• _Exercise details_
For the records below, work out the number of lines holding "plate" and reply with only that.

• _Point-per-instance localization data_
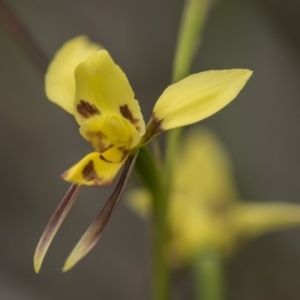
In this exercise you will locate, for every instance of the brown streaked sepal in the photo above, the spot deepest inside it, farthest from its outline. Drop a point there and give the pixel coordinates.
(93, 233)
(53, 225)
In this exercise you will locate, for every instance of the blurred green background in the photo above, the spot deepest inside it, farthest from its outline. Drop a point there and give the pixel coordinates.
(40, 141)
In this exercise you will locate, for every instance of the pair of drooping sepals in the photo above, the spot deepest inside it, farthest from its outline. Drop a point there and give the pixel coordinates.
(84, 80)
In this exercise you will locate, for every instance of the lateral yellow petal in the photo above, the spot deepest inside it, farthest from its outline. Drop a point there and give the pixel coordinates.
(93, 170)
(59, 79)
(256, 218)
(197, 97)
(103, 89)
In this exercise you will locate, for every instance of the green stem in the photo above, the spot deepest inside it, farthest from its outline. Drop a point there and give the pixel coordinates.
(208, 276)
(190, 28)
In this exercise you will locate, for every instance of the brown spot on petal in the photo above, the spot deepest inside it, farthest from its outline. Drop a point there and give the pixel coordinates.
(127, 114)
(125, 152)
(89, 172)
(104, 159)
(86, 109)
(98, 140)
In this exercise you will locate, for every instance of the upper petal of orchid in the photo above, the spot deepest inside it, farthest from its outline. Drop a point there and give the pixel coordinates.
(59, 79)
(103, 89)
(195, 98)
(95, 169)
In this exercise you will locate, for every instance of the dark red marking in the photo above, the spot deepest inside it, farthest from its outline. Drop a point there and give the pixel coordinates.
(87, 110)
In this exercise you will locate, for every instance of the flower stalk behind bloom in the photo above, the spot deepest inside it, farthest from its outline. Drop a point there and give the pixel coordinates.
(204, 211)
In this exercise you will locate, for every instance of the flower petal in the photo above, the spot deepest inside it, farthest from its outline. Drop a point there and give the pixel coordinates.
(103, 89)
(94, 170)
(53, 225)
(256, 218)
(93, 233)
(59, 79)
(197, 97)
(108, 132)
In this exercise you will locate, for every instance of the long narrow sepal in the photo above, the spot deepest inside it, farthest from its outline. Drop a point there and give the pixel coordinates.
(93, 233)
(53, 225)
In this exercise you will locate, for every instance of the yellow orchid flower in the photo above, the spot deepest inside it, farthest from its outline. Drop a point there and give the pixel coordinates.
(204, 211)
(84, 80)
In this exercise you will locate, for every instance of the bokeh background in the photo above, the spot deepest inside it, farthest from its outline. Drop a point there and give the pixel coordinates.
(39, 141)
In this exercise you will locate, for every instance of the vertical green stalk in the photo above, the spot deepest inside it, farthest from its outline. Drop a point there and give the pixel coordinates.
(192, 22)
(208, 276)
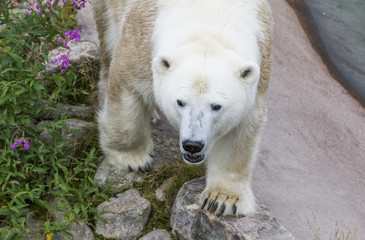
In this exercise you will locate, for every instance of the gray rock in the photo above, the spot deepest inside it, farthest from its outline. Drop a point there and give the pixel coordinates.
(35, 225)
(159, 234)
(122, 179)
(76, 52)
(63, 110)
(125, 215)
(83, 112)
(78, 231)
(341, 27)
(190, 222)
(160, 192)
(87, 21)
(78, 129)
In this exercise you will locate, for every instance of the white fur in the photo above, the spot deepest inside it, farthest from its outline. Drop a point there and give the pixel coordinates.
(206, 71)
(214, 43)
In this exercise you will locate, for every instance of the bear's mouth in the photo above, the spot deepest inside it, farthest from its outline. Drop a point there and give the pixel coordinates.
(193, 159)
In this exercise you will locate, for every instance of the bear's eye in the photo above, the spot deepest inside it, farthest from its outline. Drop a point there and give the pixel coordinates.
(216, 107)
(180, 103)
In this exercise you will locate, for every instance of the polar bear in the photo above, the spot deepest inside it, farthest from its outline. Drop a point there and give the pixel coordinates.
(206, 64)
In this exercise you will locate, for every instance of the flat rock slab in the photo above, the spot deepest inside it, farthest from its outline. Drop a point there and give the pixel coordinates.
(159, 234)
(121, 179)
(190, 222)
(125, 215)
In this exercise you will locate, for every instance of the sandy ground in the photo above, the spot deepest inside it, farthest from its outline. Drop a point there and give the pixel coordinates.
(312, 159)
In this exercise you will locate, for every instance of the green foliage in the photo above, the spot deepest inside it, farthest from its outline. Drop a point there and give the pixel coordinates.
(161, 211)
(46, 177)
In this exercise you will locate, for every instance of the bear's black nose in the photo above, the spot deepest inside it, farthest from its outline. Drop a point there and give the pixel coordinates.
(192, 146)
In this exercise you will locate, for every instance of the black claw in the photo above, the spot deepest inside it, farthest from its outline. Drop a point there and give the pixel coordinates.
(234, 209)
(210, 204)
(204, 203)
(223, 208)
(215, 206)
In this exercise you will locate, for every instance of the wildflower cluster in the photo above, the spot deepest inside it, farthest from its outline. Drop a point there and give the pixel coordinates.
(21, 143)
(71, 35)
(62, 62)
(48, 5)
(79, 3)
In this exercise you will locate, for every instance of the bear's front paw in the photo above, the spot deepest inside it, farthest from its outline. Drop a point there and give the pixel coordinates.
(223, 202)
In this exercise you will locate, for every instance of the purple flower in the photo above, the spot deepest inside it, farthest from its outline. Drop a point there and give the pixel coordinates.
(21, 143)
(73, 35)
(79, 3)
(26, 144)
(62, 62)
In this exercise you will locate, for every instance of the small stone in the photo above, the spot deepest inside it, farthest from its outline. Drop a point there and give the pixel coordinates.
(188, 221)
(78, 129)
(125, 215)
(125, 179)
(77, 52)
(63, 110)
(35, 225)
(82, 112)
(78, 231)
(159, 234)
(160, 192)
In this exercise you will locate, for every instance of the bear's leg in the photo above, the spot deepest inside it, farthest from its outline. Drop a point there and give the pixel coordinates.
(228, 190)
(125, 132)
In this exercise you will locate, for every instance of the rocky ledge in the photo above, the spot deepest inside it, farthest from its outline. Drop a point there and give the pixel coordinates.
(188, 221)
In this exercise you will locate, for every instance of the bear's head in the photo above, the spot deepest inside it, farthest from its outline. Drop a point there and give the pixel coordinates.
(205, 96)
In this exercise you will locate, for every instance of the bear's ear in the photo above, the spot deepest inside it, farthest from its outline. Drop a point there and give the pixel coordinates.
(161, 63)
(249, 72)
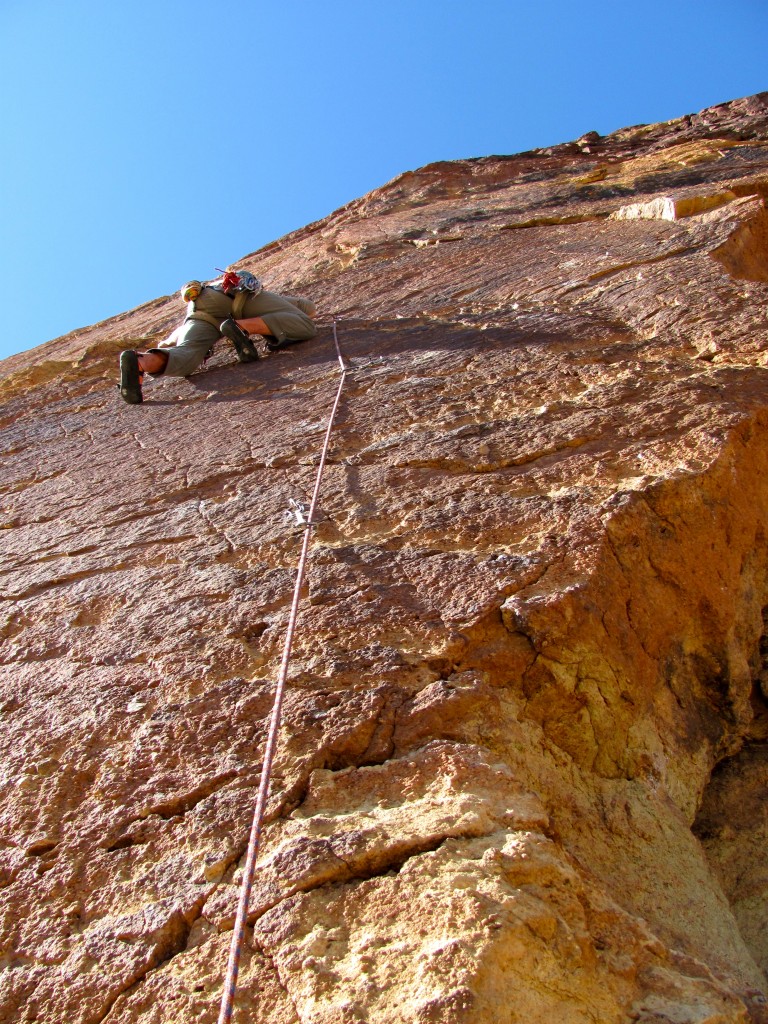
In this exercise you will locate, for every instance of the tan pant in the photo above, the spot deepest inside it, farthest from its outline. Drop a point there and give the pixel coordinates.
(286, 315)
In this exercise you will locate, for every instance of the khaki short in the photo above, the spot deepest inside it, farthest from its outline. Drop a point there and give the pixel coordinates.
(286, 315)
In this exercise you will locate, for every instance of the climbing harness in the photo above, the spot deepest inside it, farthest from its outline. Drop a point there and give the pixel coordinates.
(230, 983)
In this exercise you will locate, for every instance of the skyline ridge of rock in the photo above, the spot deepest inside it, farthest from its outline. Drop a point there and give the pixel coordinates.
(521, 774)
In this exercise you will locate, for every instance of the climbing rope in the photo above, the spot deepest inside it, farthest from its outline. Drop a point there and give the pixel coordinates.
(230, 984)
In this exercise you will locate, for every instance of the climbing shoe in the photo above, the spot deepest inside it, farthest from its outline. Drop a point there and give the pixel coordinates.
(130, 378)
(247, 351)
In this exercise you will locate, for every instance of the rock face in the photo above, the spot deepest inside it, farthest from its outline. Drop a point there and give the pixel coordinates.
(522, 767)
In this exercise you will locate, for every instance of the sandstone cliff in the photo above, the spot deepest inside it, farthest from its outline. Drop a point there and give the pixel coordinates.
(522, 767)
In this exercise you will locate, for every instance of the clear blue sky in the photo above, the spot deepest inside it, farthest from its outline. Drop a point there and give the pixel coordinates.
(145, 143)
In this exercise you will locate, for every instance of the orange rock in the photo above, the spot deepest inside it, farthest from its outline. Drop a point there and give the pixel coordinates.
(520, 772)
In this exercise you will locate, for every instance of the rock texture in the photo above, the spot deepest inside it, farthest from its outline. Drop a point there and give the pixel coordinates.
(522, 767)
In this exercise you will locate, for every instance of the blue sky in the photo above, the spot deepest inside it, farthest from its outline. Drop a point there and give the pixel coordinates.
(146, 143)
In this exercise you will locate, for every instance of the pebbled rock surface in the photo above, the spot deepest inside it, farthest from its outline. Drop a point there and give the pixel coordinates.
(522, 767)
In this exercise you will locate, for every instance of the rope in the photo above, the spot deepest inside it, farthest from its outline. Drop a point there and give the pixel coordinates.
(230, 984)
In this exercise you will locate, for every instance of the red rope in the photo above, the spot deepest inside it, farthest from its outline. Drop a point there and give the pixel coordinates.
(230, 984)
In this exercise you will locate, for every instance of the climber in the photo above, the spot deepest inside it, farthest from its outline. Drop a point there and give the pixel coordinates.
(233, 306)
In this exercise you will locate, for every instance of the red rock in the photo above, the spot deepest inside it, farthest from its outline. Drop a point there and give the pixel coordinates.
(520, 771)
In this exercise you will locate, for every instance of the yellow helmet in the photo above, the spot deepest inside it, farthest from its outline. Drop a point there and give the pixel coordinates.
(190, 291)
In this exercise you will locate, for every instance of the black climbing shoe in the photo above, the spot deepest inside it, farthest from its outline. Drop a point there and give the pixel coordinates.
(247, 351)
(130, 378)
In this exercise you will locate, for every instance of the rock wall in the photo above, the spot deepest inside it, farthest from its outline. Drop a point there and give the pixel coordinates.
(521, 773)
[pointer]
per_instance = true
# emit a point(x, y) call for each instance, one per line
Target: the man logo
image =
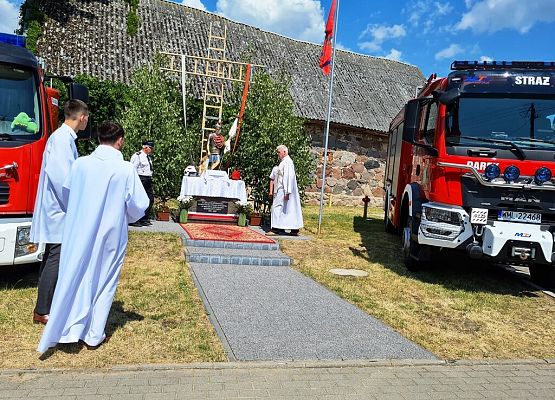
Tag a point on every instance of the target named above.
point(523, 234)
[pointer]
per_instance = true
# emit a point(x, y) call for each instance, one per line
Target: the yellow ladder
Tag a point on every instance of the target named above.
point(215, 73)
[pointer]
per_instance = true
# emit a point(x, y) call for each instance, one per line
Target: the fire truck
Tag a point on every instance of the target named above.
point(28, 115)
point(470, 167)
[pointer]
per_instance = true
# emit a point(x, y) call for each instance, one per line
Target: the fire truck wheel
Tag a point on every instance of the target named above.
point(409, 247)
point(388, 226)
point(543, 275)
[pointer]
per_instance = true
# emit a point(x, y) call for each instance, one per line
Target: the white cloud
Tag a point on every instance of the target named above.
point(298, 19)
point(194, 3)
point(449, 52)
point(379, 34)
point(443, 8)
point(10, 16)
point(495, 15)
point(394, 54)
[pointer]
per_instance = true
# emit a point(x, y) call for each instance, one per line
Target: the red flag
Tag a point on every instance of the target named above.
point(325, 57)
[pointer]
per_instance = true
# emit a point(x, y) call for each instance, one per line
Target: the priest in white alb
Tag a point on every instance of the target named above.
point(287, 215)
point(101, 195)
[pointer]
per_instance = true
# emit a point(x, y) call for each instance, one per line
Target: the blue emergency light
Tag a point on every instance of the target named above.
point(16, 40)
point(492, 65)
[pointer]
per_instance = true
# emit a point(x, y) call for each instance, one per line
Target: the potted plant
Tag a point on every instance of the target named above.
point(185, 202)
point(162, 211)
point(255, 219)
point(244, 210)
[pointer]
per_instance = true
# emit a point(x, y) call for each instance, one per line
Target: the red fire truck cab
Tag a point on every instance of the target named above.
point(28, 115)
point(470, 167)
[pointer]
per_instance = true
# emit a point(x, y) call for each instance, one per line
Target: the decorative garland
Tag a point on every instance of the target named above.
point(133, 20)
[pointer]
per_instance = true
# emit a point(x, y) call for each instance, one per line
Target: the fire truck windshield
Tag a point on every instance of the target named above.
point(516, 123)
point(19, 105)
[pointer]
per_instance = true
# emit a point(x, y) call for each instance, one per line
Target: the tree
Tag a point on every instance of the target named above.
point(270, 121)
point(155, 112)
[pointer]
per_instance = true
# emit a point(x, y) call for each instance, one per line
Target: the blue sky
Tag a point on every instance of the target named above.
point(427, 33)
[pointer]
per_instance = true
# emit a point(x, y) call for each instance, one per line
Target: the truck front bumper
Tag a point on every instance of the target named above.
point(12, 250)
point(501, 241)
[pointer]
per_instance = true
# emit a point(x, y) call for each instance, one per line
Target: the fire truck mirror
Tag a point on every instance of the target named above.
point(412, 120)
point(85, 133)
point(79, 92)
point(449, 97)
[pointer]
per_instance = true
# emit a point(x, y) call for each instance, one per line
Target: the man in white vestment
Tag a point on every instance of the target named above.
point(102, 194)
point(286, 207)
point(48, 218)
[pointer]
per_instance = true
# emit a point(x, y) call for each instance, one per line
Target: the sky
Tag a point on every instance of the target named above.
point(429, 34)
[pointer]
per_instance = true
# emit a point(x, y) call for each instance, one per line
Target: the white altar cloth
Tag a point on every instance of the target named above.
point(210, 186)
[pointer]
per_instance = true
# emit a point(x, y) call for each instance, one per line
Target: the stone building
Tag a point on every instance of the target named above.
point(90, 36)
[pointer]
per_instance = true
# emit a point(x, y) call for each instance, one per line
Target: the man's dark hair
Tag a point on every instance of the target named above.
point(74, 108)
point(109, 132)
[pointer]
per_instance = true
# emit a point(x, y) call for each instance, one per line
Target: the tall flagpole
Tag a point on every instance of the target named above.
point(328, 120)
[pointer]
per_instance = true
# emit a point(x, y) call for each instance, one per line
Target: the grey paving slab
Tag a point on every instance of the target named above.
point(276, 313)
point(286, 380)
point(236, 256)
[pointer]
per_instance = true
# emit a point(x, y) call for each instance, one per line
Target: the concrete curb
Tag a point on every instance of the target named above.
point(281, 365)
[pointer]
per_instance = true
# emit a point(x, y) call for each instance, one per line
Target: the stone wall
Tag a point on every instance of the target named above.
point(355, 166)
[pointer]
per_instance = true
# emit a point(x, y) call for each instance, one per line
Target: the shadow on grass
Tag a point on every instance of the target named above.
point(117, 318)
point(452, 270)
point(22, 276)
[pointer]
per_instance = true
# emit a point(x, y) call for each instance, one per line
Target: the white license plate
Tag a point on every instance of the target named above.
point(519, 216)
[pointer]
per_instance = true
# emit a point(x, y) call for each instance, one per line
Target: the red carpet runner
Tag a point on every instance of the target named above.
point(224, 233)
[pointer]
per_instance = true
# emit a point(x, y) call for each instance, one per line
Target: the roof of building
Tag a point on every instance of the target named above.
point(91, 37)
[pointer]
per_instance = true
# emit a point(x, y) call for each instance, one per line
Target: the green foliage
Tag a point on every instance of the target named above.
point(133, 21)
point(268, 122)
point(106, 103)
point(31, 19)
point(155, 112)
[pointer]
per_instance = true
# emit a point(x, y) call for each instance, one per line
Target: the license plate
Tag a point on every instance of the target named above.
point(520, 216)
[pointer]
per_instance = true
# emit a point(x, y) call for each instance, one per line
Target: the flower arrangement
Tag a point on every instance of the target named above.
point(185, 202)
point(243, 208)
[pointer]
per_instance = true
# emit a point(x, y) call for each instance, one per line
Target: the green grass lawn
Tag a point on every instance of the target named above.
point(459, 309)
point(157, 315)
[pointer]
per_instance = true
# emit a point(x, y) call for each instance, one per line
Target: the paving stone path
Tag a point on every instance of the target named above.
point(292, 381)
point(265, 310)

• _Task answer_
2